What you need to do:
Each line of the data has to be written out again exactly as shown.

Dataset entries:
━━━━━━━━━━━━━━━━━━━━

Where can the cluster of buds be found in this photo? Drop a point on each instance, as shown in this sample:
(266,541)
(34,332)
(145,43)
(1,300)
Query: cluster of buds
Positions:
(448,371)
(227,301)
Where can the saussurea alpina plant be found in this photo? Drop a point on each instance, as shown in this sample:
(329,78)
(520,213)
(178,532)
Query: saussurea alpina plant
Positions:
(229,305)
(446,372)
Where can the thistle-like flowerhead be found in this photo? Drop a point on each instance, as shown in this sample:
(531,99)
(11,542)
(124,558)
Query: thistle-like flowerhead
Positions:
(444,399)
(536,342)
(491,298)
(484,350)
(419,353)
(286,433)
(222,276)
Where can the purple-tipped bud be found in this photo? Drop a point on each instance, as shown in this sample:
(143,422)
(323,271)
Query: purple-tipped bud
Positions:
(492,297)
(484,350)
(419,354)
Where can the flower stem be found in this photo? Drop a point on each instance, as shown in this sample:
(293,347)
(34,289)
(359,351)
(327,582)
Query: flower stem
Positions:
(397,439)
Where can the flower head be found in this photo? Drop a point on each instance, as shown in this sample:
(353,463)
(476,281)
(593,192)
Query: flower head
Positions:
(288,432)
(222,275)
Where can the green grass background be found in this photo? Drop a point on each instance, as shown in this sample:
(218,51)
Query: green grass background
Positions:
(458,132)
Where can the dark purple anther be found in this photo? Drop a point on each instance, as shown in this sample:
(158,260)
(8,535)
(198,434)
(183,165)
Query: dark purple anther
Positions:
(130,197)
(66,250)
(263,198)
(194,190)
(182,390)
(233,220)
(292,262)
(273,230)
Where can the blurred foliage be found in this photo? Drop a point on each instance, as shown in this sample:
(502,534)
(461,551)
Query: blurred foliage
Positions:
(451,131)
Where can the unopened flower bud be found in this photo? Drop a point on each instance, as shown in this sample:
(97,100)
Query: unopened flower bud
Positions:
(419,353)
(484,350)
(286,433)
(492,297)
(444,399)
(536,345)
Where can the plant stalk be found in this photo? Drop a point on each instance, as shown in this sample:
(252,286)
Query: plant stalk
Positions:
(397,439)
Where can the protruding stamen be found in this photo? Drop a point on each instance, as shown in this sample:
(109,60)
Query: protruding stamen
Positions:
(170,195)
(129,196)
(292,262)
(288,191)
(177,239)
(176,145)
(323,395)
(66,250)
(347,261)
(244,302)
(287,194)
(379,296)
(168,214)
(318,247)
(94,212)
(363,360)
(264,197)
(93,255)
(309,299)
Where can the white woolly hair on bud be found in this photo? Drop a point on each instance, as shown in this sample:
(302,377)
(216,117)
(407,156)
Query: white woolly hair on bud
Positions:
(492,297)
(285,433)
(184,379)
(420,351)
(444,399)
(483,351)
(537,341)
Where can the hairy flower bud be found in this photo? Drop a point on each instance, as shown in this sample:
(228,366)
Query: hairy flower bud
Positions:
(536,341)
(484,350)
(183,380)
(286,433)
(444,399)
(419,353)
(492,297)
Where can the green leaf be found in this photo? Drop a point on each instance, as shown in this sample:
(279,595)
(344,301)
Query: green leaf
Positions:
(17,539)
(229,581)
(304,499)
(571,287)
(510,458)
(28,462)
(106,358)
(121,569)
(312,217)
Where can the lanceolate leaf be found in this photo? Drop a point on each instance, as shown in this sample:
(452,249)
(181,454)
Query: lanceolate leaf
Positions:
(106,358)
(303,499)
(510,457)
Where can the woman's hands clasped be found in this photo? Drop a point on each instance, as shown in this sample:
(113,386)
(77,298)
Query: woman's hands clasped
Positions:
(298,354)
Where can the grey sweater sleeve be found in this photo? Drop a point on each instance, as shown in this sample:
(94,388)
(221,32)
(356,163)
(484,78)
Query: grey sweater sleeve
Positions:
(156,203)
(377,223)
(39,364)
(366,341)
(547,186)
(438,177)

━━━━━━━━━━━━━━━━━━━━

Answer to this exercise:
Where can the cluster of buds be found in this photo? Drop a point on each instance, as shown in this sample:
(266,541)
(34,332)
(145,43)
(1,300)
Query: cluster of buds
Positions:
(448,371)
(227,301)
Where can the saussurea alpina plant be found in this photo? Drop a point on each instance, as shown in this sample:
(329,78)
(520,213)
(178,532)
Query: saussurea alpina plant
Positions:
(229,305)
(446,372)
Where can the thistle-like flowerhead be found in this photo? Drop a point on each instance, as shown in this sample:
(531,99)
(11,542)
(124,558)
Query: thistle-like flowerhead
Positions:
(444,399)
(536,342)
(491,298)
(484,350)
(419,353)
(286,433)
(222,276)
Where can the purple-tipped bud be found in this photo? Drop a point on each instance, as shown in this sample:
(143,422)
(323,271)
Query: purple-tipped bud
Positions:
(492,297)
(484,350)
(419,354)
Where can the flower stem be found in this photo? Drop a point on each instance, as shown in this sample:
(293,347)
(34,289)
(359,351)
(327,582)
Query: flower stem
Positions:
(397,439)
Where can the flower head be found in this photo? Drop a point on each instance, as shown in this sample:
(353,463)
(476,281)
(593,192)
Query: flower head
Positions:
(288,432)
(222,275)
Where can the green grass background be found in this photo? Drop a point on each instance, as shown in this sample:
(218,51)
Query: green grass background
Positions:
(458,132)
Where can the dark purple anther be found in this photo? Drop a point on each instance, as shown in this sample:
(158,260)
(8,535)
(198,434)
(183,165)
Query: dark purple anther
Positions:
(130,197)
(66,250)
(263,198)
(194,190)
(182,390)
(233,220)
(292,262)
(273,230)
Where can the blurred foliage be found in this photo? Drop a point on each instance, as shown in this sample:
(502,534)
(461,551)
Query: blurred foliage
Positions:
(451,131)
Where can the unopened flower bud be found in this photo? Drop a point on each instance, as shown in this sample:
(97,100)
Query: unopened flower bud
Positions:
(419,353)
(484,350)
(286,433)
(492,297)
(444,399)
(536,345)
Where can the plant stalk be found in this photo? Drop a point on each instance, as shown in this sample:
(252,286)
Query: plant stalk
Positions:
(397,439)
Where can the protruding stamen be found in this photo? Drop a point on each instance, as shown in this sample:
(109,60)
Query: protruding stamen
Positions:
(170,195)
(129,196)
(292,262)
(288,191)
(177,239)
(176,145)
(323,395)
(66,250)
(347,261)
(244,302)
(287,194)
(379,296)
(168,214)
(318,247)
(94,212)
(363,360)
(264,197)
(93,255)
(309,299)
Where can the white woolly hair on bud be found in this photo? Drop a point on each instance, as shown in this sample:
(302,377)
(216,117)
(407,156)
Query: white woolly hair on bud
Positions:
(492,297)
(285,433)
(184,379)
(420,351)
(444,399)
(483,351)
(537,341)
Where can the hairy flower bud be found in this photo? Drop a point on each instance, as shown in this sample:
(228,366)
Query: hairy flower bud
Positions:
(536,341)
(484,350)
(183,380)
(286,433)
(444,399)
(419,353)
(492,297)
Where can the green leaf be found in this photo? Drop a point on each instance, as shown in this sample:
(279,595)
(344,301)
Query: green leaf
Positions:
(17,539)
(229,581)
(304,499)
(571,287)
(510,458)
(28,462)
(106,358)
(121,569)
(312,217)
Where can the lanceolate leaf be found in this photo? Drop a point on each instance, as shown in this sample:
(452,249)
(181,454)
Query: lanceolate leaf
Positions:
(106,358)
(303,499)
(510,457)
Where can the woman's hands clasped be found in this photo? Drop a point on each instance, as shown in this sample:
(113,386)
(77,298)
Query: woman's hands clasped
Positions:
(298,354)
Where can the grey sweater sleeve be found in this photo? Drop a point on each instance, as shown in this sample:
(94,388)
(221,32)
(356,163)
(484,78)
Query: grey sweater sleeve
Positions:
(156,203)
(377,223)
(39,364)
(366,341)
(547,186)
(438,177)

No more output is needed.